**Page excerpt**
= = = =

Progress bar handling

Progress bar is used to indicate the progress of the custom step execution. It can be set using progressChanged() and the code snippet is as shown below:

public StepProcessor createProcessor(final StepProcessorBuilder processorBuilder) {
    return processorBuilder
            .forOutputNode(OUTPUT_ID, (processorContext, outputColumnManager) -> {
                doSlowTask();
                processorContext.progressChanged("Do slow task", 0.1);
                doHeavyTask();
                processorContext.progressChanged("Do heavy task", 0.2);
                final ProcessorInputContext inputContext = processorContext.getInputContext(INPUT_ID).orElseThrow(IllegalArgumentException::new);
                final long rowCount = inputContext.getRowCount();
                List<InputColumn> inputColumns = processorContext.getColumnFromChooserValues(COLUMN_CHOOSER_ID);
                AtomicLong result = new AtomicLong();
                if (!inputColumns.isEmpty()) {
                    for (long row = 0; row < rowCount; row++) {
                        processEachRow(result, row, inputColumns.get(0));
                        if (row % 1000 == 999) { // reduce calling progressChanged to avoid performance impact
                            final double progressBeforeProcessRows = 0.2;
                            final double progress = (row / (double) rowCount * (1 - progressBeforeProcessRows))

= = = =

**Task set**
1. Rewrite the paragraph of the progress bar excerpt that begins "Progress bar is used" as one shorter sentence.
2. Proceed with the progress bar code excerpt from the point where it stops.
The material after the progress bar excerpt isn't needed for this work.

**Raw data**
= = = =

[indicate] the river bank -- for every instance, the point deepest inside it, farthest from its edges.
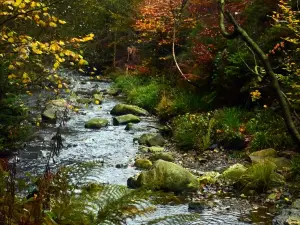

= = = =

**Responses for each task**
1. The progress bar shows how far a custom step's execution has gone and is set with progressChanged(), as the code snippet demonstrates.

2.
                                    + progressBeforeProcessRows;
                            processorContext.progressChanged(progress);
                        }
                    }
                }
                outputColumnManager.onValue(OUTPUT_COLUMN_HEADER, rowIndex -> {
                    // DO NOT call progressChanged() here
                    return result.get();
                });
                // progressChanged(1.0) will be called automatically
                return 1;
            })
            .build();
}

Please take note that progressChanged() must not be called inside outputColumnManager.onValue().

Processor input context

ProcessorInputContext is an instance that used to return metadata input columns.

Method Description
getColumns Get all input node columns
getColumnById Get input node column by id
getColumnsByTag Get input node columns by tag
getRowCount Get row count

The Cache configuration

The cache object allows a custom step to cache its results, for later reuse. Each cache object is created and referenced by a particular name. It is useful for storing responses from slow services between instances of custom steps. The backing key/value datastore is thread-safe and fast enough on reads to be used for random access lookups, and it can handle reads/writes from multiple steps at once. The cache is managed by Data Studio, but it is the responsibility of the custom step to delete or refresh the cache as necessary.

It is encouraged to use the key that decides the output of the result as cache name or the cache key. For example, country in the step property will determine the address returned, and United Kingdom is selected, you may set the cache name as address-GB instead of address. So that when the step property is changed, the new cache will be created instead of reusing the old cache.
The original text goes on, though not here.